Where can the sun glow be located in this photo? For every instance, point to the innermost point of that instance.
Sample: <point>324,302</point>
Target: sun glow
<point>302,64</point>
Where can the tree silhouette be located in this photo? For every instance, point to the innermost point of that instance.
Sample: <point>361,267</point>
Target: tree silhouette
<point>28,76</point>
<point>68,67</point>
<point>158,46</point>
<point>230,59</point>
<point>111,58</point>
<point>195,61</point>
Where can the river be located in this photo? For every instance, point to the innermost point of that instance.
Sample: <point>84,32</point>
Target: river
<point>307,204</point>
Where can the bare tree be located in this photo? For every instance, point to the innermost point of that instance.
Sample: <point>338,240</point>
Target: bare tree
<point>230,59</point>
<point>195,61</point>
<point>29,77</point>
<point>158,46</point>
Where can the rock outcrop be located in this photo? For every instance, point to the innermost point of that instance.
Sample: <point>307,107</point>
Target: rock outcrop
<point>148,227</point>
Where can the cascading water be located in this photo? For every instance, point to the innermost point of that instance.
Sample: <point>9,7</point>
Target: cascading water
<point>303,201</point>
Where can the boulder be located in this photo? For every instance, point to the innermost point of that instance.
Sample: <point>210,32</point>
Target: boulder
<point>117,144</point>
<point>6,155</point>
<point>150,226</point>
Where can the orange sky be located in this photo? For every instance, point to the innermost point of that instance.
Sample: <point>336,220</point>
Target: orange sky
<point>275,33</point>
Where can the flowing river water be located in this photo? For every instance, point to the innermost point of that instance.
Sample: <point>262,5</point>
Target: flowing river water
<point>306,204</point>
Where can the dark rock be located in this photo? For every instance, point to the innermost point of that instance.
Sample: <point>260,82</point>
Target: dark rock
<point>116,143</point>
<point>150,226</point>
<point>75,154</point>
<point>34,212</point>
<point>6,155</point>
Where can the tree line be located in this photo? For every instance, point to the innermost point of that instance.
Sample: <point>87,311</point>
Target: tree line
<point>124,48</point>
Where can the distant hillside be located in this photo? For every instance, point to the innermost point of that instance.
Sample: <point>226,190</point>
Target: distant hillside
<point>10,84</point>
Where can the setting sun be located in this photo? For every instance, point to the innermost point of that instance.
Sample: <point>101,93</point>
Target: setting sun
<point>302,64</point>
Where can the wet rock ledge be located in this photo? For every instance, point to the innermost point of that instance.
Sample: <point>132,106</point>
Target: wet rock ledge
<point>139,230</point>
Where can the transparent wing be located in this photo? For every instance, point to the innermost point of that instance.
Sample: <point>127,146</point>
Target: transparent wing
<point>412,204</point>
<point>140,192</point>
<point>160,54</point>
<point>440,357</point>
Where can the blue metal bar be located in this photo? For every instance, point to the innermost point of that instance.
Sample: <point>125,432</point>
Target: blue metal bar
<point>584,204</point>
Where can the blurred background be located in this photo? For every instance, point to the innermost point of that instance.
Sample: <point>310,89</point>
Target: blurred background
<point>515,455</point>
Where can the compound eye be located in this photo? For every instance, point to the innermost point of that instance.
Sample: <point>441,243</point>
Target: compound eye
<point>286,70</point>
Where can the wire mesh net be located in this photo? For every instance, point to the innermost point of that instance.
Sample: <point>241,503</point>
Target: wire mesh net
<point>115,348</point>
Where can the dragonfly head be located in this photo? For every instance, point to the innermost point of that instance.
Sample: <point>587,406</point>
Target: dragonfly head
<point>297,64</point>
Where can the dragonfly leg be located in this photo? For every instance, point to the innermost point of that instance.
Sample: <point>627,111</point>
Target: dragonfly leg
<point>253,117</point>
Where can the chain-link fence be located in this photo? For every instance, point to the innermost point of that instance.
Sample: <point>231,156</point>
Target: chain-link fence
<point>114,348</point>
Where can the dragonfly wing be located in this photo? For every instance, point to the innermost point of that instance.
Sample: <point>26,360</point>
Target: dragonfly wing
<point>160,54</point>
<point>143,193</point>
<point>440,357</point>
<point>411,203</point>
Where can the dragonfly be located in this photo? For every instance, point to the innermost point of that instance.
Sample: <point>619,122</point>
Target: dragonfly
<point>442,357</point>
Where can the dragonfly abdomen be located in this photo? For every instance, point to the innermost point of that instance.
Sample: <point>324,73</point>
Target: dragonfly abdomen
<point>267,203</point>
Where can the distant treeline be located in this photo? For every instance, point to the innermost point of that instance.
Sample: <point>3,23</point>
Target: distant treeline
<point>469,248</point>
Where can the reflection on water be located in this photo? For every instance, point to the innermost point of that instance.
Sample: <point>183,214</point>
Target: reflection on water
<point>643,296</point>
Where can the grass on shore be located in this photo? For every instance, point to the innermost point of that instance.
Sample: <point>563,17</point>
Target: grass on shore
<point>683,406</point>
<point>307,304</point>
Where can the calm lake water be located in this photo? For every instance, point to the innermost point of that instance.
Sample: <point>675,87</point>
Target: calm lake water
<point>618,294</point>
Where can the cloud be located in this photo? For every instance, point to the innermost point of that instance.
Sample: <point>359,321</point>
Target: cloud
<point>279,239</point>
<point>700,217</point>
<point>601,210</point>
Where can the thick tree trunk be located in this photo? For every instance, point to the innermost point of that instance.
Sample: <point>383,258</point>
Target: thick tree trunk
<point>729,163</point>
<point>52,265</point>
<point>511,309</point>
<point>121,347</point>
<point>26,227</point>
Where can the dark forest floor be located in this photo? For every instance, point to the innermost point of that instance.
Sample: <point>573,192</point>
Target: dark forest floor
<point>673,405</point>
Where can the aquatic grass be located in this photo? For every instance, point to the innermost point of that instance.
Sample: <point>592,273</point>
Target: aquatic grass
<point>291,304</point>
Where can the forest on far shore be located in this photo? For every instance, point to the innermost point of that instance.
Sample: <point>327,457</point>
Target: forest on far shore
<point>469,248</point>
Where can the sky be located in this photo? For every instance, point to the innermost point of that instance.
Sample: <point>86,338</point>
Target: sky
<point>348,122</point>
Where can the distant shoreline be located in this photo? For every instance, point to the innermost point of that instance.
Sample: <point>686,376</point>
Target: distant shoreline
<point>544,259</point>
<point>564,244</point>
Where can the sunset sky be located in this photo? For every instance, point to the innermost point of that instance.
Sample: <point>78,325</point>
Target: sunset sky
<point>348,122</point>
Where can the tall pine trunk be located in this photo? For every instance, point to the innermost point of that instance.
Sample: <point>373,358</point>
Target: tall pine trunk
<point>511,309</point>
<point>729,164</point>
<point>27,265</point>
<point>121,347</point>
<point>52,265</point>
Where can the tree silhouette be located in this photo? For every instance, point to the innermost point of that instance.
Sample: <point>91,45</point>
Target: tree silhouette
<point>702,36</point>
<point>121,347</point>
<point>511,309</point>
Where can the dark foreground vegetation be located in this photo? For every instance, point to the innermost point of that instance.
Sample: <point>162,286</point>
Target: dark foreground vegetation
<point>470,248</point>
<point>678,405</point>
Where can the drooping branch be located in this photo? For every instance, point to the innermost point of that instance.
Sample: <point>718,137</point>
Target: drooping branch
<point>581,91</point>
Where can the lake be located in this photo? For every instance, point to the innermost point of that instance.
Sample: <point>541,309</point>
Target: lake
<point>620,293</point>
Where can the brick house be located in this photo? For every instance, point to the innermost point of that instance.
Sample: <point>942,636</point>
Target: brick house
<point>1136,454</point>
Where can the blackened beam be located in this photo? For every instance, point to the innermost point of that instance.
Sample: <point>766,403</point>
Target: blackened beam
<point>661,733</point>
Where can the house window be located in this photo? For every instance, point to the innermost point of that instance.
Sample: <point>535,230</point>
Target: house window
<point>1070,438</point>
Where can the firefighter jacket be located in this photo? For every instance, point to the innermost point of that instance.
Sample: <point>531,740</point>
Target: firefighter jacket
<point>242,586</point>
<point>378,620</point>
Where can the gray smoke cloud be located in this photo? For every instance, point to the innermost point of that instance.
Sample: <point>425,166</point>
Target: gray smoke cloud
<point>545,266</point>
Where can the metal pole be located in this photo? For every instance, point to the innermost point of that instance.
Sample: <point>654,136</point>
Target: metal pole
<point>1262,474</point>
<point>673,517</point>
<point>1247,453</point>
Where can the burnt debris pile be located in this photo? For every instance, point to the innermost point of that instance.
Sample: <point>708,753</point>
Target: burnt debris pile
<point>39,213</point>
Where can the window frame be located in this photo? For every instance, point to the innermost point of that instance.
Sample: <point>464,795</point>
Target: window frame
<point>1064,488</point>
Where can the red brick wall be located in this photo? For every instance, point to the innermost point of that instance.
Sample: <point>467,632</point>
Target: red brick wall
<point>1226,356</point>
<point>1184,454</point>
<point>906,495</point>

### Exercise aim
Please give the entries from the line with "Where can the dragonfly head" to the line with "<point>114,348</point>", both included, as a JSON list of strings with one string per line and blank lines left out.

### Completed exercise
[
  "Where can the dragonfly head be located in this photo? For every instance, point to the innermost point of that instance.",
  "Sample: <point>587,406</point>",
  "Target: dragonfly head",
  "<point>297,64</point>",
  "Where can the dragonfly leg be located in this photo? For every instance, point to the innermost point of that instance.",
  "Sample: <point>627,111</point>",
  "Target: dragonfly leg",
  "<point>253,117</point>",
  "Where can the chain-link fence be located in this photo? For every instance, point to the innermost point of that instance.",
  "Sample: <point>231,156</point>",
  "Target: chain-link fence",
  "<point>114,348</point>"
]